===== EXTRACTED MATERIAL
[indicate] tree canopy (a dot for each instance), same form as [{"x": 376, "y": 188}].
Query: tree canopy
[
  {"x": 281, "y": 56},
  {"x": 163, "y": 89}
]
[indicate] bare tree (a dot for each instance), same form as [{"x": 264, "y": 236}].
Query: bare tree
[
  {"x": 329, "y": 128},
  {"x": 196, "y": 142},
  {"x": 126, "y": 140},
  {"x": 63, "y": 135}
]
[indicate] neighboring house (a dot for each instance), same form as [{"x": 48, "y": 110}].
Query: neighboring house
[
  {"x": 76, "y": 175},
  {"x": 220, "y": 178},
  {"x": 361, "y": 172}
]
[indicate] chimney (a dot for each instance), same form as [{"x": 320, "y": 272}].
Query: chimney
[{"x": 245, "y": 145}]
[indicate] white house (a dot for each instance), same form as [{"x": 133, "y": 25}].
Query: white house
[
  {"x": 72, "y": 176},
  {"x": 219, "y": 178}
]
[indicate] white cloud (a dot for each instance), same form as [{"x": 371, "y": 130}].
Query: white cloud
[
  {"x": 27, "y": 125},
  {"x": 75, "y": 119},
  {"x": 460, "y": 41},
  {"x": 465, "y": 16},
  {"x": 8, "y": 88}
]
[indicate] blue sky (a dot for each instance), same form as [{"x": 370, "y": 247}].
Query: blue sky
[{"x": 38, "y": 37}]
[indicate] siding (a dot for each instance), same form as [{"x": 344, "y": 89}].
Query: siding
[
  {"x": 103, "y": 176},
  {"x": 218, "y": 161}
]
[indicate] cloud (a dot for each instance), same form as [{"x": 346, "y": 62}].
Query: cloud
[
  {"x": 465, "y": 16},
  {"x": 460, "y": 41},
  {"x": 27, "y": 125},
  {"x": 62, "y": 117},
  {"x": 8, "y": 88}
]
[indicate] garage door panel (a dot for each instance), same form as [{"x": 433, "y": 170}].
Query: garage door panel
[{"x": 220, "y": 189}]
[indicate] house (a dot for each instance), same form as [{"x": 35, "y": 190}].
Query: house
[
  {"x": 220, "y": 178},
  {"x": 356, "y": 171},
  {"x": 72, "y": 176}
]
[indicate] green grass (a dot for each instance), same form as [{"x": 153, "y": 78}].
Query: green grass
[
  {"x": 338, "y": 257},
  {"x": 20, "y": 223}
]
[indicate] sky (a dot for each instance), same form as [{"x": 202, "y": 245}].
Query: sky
==========
===== EXTRACTED MATERIAL
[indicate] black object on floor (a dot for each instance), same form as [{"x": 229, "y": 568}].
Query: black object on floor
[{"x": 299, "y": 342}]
==========
===== EXTRACTED MATERIAL
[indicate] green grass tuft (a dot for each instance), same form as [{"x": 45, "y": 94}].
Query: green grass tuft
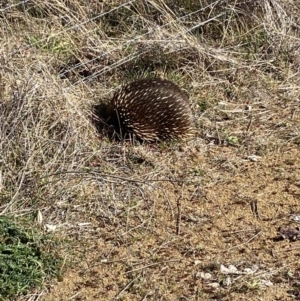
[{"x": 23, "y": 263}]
==========
• _DIRECTIONS FOR THIS TASK_:
Word for word, restate the lines above from the line containing "[indicate] white house" through the line containing "[indicate] white cloud", with both included and nothing else.

• _ANSWER TO THIS PROBLEM_:
[indicate] white house (a dot for each instance), same form as [{"x": 133, "y": 25}].
Query: white house
[
  {"x": 72, "y": 176},
  {"x": 219, "y": 178}
]
[indicate] white cloud (a dot for each instance), same form as [{"x": 371, "y": 130}].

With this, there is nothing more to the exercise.